To do: Duplicate the part of the fairness opinion text below starting with "It should also" and going on through "the Merger Agreement.".

Excerpted text:
****************

It should also be understood that, although subsequent developments may affect
this opinion, we do not have any obligation to update, revise or reaffirm this
opinion.
Our
opinion expressed herein was prepared solely for the information and assistance
of the Board in connection with the Board’s consideration of the Merger. Our
opinion is limited to the fairness, from a financial point of view, to the
Shareholders, of the consideration to be paid pursuant to the Merger Agreement.
Accordingly, we do not address the merits of the underlying decision by the
Company to engage in the Merger and this opinion does not constitute a
recommendation to (i) the Board as to whether or not to cause the Company to
enter into the Merger Agreement or consummate the Merger or (ii) the
Shareholders as to how they should vote at the Shareholder’s meeting in
connection with the Merger or as to whether or not to cause the Company to
consummate the Merger. Our opinion may not be used for any other purpose without
our prior written consent, except as required by applicable federal securities
laws and in accordance with the terms of our engagement agreement with the
Company.

****************

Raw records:
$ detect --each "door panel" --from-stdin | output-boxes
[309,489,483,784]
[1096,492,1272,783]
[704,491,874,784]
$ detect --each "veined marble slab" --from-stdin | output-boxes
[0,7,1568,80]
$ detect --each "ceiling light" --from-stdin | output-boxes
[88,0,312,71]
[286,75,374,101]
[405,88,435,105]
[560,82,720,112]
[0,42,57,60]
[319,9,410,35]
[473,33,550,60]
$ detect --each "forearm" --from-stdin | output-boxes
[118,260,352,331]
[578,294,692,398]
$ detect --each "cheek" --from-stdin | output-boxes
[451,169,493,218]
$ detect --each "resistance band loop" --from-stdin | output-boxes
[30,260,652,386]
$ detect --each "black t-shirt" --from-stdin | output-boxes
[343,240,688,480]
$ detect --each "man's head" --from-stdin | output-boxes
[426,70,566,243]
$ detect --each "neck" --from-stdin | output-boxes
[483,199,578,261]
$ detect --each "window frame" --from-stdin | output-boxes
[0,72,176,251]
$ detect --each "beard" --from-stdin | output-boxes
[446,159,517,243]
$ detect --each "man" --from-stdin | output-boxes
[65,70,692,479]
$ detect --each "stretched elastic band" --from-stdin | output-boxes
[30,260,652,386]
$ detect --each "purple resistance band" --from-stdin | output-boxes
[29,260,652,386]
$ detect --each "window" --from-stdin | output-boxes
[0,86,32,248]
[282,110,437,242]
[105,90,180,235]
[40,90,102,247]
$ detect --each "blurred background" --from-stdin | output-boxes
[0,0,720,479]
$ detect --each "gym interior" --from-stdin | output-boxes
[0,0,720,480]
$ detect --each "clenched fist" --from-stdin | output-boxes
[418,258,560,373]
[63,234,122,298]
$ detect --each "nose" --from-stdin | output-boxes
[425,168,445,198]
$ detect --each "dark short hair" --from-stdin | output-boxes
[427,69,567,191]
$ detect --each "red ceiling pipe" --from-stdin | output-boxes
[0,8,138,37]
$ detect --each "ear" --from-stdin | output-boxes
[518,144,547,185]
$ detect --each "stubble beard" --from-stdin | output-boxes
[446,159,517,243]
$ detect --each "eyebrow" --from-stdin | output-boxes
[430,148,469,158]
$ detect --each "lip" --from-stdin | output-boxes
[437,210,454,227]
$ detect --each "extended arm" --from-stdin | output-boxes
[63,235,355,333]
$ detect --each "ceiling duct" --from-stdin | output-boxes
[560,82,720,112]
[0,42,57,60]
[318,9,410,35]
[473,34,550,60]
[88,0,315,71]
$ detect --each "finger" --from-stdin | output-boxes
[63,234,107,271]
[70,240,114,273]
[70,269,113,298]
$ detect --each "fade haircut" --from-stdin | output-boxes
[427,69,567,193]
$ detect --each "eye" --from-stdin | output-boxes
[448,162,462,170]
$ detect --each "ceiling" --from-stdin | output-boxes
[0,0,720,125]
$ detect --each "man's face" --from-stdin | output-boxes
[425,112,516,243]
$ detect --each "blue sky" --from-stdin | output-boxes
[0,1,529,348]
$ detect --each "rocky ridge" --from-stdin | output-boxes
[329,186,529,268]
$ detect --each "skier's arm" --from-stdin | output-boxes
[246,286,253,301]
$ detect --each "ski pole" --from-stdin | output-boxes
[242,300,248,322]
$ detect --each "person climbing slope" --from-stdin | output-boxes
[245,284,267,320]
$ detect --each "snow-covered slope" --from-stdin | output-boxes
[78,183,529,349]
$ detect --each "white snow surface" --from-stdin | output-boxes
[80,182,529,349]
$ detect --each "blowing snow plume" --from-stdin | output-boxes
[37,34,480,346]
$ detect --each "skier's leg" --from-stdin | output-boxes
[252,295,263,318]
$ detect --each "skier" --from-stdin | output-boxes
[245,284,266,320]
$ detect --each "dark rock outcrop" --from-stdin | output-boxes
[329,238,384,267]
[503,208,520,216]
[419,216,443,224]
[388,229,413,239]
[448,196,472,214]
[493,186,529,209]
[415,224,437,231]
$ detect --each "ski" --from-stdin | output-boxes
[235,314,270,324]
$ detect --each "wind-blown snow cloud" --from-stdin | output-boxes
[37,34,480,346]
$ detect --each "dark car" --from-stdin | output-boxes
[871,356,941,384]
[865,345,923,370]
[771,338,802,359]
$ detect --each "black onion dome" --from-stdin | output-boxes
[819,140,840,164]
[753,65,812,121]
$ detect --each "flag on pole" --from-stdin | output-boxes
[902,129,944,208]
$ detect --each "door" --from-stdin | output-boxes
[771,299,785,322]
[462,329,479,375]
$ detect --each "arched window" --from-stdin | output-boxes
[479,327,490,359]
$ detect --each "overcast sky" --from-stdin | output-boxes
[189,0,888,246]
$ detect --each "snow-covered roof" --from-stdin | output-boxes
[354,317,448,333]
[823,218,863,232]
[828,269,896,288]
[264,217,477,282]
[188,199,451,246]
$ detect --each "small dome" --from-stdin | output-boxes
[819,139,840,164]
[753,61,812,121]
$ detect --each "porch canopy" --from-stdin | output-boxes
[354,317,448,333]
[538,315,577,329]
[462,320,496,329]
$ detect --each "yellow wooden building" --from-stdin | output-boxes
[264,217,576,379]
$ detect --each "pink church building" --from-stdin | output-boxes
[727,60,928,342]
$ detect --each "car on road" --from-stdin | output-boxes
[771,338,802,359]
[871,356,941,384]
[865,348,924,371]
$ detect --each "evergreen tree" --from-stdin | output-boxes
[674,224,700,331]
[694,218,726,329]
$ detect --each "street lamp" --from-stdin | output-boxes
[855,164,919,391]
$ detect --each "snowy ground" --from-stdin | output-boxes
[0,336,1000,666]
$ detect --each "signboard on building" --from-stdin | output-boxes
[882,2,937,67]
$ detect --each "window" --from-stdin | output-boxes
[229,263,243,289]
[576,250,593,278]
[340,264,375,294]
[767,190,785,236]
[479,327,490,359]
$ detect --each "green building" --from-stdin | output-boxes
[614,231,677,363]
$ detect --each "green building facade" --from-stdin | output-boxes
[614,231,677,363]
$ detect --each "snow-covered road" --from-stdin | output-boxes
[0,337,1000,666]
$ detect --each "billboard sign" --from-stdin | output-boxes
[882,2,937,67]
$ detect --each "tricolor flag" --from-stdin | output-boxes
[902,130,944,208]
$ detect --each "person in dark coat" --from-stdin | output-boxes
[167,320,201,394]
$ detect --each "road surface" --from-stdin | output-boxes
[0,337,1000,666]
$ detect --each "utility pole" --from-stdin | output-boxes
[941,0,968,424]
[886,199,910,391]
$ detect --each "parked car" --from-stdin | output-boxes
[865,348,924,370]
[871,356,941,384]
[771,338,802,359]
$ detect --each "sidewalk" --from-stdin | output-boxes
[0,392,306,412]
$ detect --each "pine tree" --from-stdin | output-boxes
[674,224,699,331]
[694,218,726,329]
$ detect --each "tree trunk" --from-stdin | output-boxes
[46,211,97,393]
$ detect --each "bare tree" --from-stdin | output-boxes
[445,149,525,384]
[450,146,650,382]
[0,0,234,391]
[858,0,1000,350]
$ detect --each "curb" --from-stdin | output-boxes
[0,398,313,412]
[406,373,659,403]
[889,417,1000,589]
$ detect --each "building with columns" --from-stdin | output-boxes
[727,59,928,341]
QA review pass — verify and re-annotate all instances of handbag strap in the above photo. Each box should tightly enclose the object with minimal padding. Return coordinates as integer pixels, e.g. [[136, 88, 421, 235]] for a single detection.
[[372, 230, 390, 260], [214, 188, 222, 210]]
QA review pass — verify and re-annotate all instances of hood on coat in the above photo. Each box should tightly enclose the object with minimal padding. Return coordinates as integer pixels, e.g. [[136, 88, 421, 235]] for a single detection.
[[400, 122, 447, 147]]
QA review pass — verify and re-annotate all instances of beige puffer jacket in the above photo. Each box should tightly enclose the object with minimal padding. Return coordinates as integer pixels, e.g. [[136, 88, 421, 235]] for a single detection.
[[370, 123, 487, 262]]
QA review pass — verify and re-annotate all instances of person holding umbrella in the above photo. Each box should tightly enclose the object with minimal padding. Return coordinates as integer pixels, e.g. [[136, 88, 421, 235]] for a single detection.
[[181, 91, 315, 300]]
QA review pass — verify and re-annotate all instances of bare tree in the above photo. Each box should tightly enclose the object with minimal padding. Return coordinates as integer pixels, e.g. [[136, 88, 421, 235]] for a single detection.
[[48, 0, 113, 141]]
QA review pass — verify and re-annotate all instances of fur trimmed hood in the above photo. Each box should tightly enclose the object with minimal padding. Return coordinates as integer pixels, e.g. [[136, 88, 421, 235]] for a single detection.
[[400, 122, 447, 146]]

****************

Exercise response:
It should also be understood that, although subsequent developments may affect
this opinion, we do not have any obligation to update, revise or reaffirm this
opinion.
Our
opinion expressed herein was prepared solely for the information and assistance
of the Board in connection with the Board’s consideration of the Merger. Our
opinion is limited to the fairness, from a financial point of view, to the
Shareholders, of the consideration to be paid pursuant to the Merger Agreement.